**Task statement**
Write out, word for word and with no pictures, each line below from the one containing "For every instance of the black" through the one containing "For every instance of the pigeon wing, the", both included, and no other line.
----------
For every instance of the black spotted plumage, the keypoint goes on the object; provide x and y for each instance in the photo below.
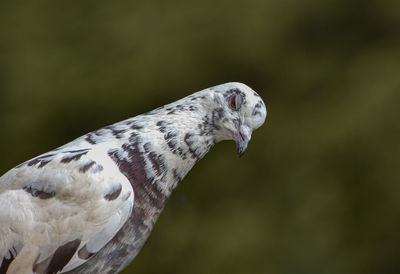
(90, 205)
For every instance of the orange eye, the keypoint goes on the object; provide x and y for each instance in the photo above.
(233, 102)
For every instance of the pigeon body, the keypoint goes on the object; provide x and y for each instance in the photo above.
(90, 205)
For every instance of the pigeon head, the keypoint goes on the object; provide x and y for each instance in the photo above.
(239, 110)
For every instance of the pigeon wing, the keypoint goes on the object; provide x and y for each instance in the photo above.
----------
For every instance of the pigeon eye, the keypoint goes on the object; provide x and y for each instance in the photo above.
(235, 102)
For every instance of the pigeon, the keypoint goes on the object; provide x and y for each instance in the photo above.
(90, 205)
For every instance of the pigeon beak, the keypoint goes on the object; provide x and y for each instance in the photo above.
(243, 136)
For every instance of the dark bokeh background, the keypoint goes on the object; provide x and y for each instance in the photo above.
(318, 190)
----------
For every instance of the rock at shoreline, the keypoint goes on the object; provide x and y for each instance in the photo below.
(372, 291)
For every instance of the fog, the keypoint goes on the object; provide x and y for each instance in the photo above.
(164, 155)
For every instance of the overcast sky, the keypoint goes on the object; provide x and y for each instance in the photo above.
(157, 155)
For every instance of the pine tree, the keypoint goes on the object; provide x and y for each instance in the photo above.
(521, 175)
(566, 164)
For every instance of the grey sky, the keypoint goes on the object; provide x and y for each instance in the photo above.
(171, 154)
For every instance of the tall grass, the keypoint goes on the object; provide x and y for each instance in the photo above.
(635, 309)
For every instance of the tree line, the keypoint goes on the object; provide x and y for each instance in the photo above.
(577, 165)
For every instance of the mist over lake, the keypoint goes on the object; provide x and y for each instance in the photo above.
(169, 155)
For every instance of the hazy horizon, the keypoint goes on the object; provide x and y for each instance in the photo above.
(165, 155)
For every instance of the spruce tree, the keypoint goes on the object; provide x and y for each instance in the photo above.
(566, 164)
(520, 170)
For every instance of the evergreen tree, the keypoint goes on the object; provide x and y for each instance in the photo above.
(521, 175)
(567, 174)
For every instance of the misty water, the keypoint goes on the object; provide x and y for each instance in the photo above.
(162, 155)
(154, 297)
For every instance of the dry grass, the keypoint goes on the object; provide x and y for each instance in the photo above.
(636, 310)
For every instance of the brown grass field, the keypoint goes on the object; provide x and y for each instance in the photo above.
----------
**Task result**
For every instance of the black spotted plumage, the keypoint goes on the object; provide x and y for each instance in the photo below.
(90, 205)
For every instance of the orange eye, the keypoint goes on the object; provide x and y for each instance in the photo above.
(233, 102)
For every instance of the pigeon body, the keypoint goes on the object; provide x and y for each instance in the photo above.
(90, 205)
For every instance of the pigeon head, the keypoint goes on the object; provide x and y for each instance in the photo above.
(239, 110)
For every instance of the pigeon wing, the keypoint goes on the object; provide x and y for each instance in the photo above.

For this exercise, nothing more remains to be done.